_INPUT FOR THIS TASK_.

* BEGIN *

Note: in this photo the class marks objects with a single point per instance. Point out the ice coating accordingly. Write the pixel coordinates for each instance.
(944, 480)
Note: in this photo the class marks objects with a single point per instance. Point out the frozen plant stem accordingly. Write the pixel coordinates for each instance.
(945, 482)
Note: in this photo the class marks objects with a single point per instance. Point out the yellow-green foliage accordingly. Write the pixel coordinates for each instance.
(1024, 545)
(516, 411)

* END *
* BEGIN *

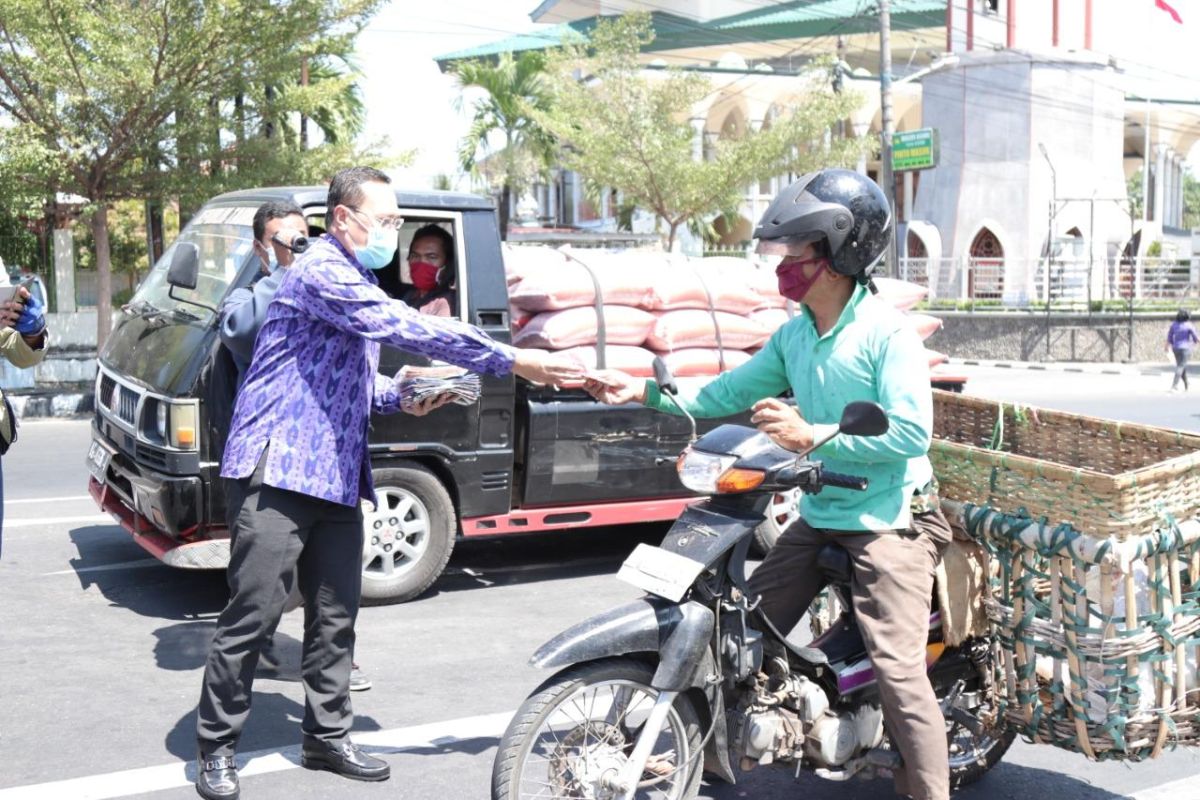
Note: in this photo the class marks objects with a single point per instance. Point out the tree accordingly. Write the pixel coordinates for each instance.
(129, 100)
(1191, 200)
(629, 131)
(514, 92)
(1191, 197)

* END *
* BEGIN *

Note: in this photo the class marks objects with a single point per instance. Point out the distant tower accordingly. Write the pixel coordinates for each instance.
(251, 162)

* END *

_STATED GOAL_. Copy out, word for word, the lines between the one holding "out the tree" and the one holding "(1191, 197)", inclusive.

_SOLUTION TO THE EXERCISE_.
Note: in this photo the class marks objects with a single point per instance. Point out the tree accordingly. Write the pixel coordinates for each instance.
(129, 100)
(1191, 200)
(629, 131)
(514, 92)
(1191, 197)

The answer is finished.